[Stored data entries]
────────────────────
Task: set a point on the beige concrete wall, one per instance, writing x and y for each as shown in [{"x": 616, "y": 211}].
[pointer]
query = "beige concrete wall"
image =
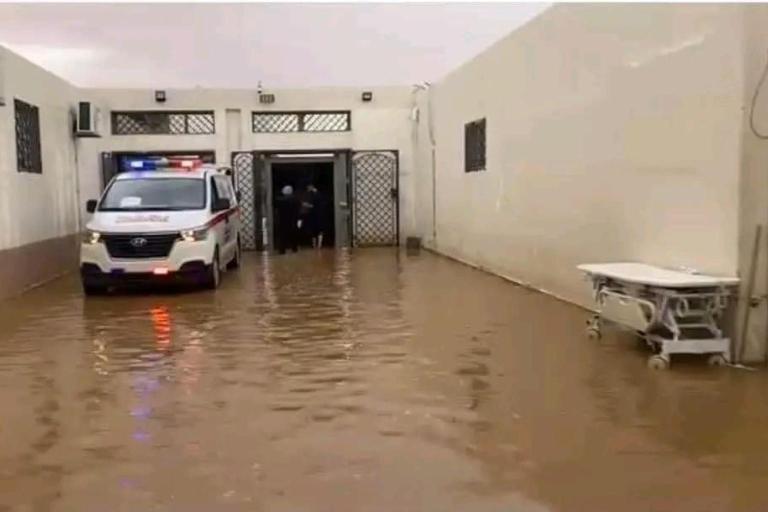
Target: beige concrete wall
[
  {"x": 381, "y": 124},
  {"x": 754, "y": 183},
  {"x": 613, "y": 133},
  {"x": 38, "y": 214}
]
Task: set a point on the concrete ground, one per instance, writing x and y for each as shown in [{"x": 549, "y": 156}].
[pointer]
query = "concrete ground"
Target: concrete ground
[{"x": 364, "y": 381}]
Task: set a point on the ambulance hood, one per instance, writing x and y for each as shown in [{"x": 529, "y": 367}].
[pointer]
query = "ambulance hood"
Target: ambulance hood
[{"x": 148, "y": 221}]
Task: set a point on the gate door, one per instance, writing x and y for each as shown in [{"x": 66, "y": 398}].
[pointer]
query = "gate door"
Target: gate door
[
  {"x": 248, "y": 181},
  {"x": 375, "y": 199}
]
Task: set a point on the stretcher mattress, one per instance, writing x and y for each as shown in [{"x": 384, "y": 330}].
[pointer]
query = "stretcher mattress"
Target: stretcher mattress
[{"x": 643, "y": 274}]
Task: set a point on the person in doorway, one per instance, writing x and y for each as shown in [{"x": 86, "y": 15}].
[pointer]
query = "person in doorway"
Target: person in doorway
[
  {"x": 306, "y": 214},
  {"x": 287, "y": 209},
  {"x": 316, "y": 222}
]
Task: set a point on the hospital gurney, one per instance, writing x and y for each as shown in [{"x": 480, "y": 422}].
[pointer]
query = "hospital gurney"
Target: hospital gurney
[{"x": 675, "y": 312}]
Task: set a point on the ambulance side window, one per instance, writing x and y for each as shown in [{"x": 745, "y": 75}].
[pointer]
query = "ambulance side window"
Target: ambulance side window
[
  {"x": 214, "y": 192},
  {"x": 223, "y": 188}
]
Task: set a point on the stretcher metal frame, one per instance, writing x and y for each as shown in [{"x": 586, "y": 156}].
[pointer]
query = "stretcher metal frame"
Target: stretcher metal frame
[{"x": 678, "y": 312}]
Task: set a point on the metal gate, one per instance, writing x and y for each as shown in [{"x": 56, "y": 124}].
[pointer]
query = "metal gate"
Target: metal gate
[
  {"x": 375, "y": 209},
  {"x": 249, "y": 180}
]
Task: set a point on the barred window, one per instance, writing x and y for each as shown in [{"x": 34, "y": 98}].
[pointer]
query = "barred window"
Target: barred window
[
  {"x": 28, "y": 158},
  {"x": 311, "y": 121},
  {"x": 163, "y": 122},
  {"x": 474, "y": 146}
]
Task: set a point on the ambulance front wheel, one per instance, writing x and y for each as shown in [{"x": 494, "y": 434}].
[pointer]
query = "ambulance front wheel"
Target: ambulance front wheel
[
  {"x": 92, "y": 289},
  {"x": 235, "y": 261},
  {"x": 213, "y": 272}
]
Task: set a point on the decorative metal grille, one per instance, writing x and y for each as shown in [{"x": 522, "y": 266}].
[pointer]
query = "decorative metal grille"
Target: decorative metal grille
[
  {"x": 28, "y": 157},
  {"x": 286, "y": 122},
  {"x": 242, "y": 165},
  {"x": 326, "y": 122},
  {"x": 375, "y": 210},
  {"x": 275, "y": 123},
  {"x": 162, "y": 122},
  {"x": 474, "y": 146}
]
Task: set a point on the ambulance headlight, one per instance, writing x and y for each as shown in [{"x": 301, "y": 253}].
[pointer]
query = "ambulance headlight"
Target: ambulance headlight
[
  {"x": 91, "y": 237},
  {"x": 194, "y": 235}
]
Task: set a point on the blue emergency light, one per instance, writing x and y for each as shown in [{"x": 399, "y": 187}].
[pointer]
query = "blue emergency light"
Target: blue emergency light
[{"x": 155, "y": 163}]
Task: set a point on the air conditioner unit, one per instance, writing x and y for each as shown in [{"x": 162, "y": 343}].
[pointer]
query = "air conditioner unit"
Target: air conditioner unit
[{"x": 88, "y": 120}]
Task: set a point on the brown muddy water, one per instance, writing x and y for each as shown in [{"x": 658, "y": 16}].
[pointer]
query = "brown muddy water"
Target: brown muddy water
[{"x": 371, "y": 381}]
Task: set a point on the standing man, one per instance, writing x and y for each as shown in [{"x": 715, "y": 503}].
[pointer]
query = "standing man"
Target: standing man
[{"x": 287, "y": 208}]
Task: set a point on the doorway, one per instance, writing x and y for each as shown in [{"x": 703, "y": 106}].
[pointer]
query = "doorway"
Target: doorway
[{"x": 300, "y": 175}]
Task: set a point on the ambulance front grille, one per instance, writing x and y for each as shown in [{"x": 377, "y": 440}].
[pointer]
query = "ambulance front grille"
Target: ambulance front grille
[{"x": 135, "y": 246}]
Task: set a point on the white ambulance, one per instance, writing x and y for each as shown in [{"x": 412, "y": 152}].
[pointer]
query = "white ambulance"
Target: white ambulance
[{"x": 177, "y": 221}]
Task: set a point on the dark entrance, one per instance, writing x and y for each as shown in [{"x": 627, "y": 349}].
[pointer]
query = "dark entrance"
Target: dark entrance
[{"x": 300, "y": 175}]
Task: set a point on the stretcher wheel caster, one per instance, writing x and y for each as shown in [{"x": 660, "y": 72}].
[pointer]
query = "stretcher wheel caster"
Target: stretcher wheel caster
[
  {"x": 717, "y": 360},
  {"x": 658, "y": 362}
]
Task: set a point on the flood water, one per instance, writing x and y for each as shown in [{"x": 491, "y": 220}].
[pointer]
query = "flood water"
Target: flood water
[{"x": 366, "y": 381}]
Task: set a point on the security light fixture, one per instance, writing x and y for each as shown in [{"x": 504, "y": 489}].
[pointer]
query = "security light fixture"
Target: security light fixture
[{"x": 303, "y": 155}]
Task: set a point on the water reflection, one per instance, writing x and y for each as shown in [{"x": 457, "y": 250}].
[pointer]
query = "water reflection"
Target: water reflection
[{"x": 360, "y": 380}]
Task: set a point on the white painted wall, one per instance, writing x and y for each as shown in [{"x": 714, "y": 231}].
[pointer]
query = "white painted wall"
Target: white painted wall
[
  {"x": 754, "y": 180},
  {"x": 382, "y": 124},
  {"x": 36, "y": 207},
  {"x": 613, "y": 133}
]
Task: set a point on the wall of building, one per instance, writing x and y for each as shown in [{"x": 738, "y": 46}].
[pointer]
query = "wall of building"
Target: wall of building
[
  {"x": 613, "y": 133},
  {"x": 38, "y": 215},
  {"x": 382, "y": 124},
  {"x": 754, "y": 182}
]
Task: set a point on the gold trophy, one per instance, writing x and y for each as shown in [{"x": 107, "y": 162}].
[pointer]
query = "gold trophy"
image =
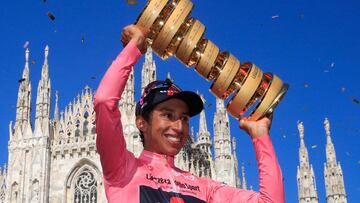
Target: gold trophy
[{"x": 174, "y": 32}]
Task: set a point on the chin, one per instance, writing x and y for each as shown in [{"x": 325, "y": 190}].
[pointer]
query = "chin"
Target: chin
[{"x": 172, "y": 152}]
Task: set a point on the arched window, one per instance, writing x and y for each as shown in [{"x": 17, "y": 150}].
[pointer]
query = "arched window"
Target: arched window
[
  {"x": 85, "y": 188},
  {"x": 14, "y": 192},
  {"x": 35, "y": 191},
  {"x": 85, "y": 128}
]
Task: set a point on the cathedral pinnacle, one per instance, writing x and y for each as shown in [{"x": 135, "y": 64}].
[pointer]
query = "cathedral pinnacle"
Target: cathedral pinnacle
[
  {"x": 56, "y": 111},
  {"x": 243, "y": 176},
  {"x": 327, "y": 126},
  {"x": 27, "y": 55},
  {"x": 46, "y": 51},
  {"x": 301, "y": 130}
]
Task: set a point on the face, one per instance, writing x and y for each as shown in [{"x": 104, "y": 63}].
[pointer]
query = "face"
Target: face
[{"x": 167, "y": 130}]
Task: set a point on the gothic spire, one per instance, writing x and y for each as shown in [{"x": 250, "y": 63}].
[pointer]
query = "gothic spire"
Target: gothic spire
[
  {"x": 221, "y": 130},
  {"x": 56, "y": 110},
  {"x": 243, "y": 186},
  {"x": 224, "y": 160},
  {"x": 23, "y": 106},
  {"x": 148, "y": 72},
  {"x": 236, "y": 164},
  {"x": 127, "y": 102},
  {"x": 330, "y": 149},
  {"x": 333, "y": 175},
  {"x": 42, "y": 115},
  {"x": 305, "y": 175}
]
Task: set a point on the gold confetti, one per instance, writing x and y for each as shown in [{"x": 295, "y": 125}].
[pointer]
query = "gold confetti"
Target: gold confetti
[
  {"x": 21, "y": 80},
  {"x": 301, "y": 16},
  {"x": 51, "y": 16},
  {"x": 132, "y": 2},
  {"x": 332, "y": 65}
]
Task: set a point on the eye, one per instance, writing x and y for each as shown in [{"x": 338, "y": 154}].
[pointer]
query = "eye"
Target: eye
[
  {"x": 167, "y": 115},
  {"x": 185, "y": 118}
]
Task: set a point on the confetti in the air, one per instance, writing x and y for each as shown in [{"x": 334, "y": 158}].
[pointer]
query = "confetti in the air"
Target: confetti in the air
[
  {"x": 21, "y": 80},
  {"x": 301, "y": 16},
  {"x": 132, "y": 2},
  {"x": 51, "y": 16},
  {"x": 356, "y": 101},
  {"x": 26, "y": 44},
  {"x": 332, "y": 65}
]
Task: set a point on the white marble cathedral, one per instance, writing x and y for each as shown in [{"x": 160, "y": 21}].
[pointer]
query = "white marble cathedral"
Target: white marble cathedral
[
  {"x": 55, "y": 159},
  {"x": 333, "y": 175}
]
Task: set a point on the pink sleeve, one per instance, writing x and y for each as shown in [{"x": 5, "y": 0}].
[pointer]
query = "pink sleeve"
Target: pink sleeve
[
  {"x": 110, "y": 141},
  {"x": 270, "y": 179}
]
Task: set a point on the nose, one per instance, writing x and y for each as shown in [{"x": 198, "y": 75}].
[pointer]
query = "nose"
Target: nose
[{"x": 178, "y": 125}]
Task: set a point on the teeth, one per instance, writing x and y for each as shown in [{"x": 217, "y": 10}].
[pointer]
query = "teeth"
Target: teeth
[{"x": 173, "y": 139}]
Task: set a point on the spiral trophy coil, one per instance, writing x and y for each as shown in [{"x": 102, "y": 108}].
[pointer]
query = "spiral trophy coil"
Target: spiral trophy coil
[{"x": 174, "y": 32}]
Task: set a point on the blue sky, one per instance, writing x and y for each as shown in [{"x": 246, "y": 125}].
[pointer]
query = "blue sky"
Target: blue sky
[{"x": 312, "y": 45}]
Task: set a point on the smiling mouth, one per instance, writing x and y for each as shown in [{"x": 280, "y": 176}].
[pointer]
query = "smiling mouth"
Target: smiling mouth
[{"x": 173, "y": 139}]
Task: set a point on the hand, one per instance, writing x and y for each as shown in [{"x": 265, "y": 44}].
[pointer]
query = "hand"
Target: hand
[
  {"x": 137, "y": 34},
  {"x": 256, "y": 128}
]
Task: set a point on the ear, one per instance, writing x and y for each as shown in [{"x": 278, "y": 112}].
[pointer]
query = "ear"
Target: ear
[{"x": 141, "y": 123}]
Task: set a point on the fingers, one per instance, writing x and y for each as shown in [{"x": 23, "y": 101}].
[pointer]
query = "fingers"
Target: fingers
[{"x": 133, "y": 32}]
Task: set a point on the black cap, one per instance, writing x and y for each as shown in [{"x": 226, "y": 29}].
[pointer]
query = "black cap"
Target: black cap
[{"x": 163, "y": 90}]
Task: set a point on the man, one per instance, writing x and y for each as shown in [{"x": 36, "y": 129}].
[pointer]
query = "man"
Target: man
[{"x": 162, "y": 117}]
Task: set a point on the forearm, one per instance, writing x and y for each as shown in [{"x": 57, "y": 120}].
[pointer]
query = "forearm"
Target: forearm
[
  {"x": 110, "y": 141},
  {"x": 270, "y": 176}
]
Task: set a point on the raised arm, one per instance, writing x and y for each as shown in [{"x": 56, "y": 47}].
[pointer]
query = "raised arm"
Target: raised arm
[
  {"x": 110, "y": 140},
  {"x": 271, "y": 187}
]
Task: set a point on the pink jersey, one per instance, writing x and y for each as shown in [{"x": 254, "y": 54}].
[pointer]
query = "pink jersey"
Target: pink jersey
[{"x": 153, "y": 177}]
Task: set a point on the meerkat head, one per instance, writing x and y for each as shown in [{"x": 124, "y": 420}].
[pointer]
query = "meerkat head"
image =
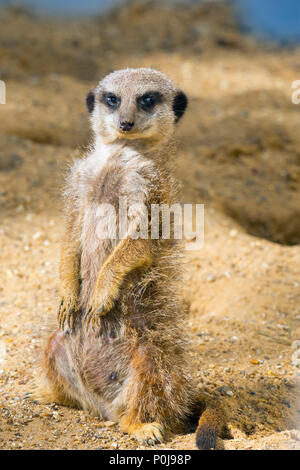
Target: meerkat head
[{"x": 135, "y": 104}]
────────────────────
Problem requirements. Exactly as written, restate the lines above from the opening line through the one holding "Task: set a point on the concrete", omitting the pictures.

Exercise answer.
Task: set a point on the beige concrete wall, one per instance, writing x and y for each as shown in [{"x": 616, "y": 211}].
[pointer]
query = "beige concrete wall"
image =
Target: beige concrete wall
[
  {"x": 381, "y": 124},
  {"x": 754, "y": 183},
  {"x": 613, "y": 133},
  {"x": 38, "y": 214}
]
Task: set a point on the concrete ground, one per instance, writing x and y for each as shown in [{"x": 549, "y": 156}].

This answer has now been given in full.